Tasks and exercises →
**a.** Answer these questions from the article on diverse recruiting, one answer per line with the same markings:
(i) What is the name of the yearly publication the article belongs to?
(ii) Which year do the trends cover?
(iii) What kind of software does the article say can help remove unconscious bias from hiring?
**b.** Decide whether each statement agrees with the article on diverse recruiting. Answer yes or no, and quote the words from the article that settle it.
(i) This piece is the third article in the yearly publication.
(ii) Boards with more diversity perform about the same as those without.
(iii) Mentoring and role model programmes are said to guarantee inclusive workplaces.
**c.** Write out the article on diverse recruiting word for word, starting with "Why recruiting diversely" and going on through "face during 2019.".

Source passage →
_ _ _ _ _ _ _
Why recruiting diversely puts the human into HR

 

 

Welcome to the third article of our yearly publication, Eight Executive Trends: Augmented Leadership, Page Executive’s view into the future for global business leaders. The trends explore the concerns, opportunities and challenges that business leaders around the world may face during 2019. 


 


 

KEY TAKEAWAYS

Data and AI, together with quotas and education, are helping organisations become more diverse, inclusive and representative of their stakeholders.

  • Boards with more diversity perform noticeably better than those without.
  • Mentoring and role model programmes may help companies create inclusive workplaces.
  • Recruitment firms championing diversity will generate a richer candidate pool for clients.
  • Hiring managers and leaders need to be aware of their biases to ensure fair hiring.
  • Video and text analysis software can help remove unconscious bias from the hiring process.
_ _ _ _ _ _ _
Information supplied →
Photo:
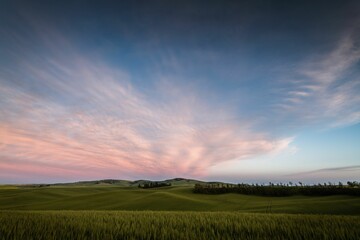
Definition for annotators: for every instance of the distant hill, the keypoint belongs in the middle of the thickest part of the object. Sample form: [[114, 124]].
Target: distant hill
[[125, 183]]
_ _ _ _ _ _ _
Responses for each task →
**a.**
(i) Eight Executive Trends: Augmented Leadership
(ii) 2019
(iii) Video and text analysis software

**b.**
(i) Yes: "Welcome to the third article of our yearly publication"
(ii) No: "Boards with more diversity perform noticeably better than those without."
(iii) No: "Mentoring and role model programmes may help companies create inclusive workplaces."

**c.**
Why recruiting diversely puts the human into HR

 

 

Welcome to the third article of our yearly publication, Eight Executive Trends: Augmented Leadership, Page Executive’s view into the future for global business leaders. The trends explore the concerns, opportunities and challenges that business leaders around the world may face during 2019.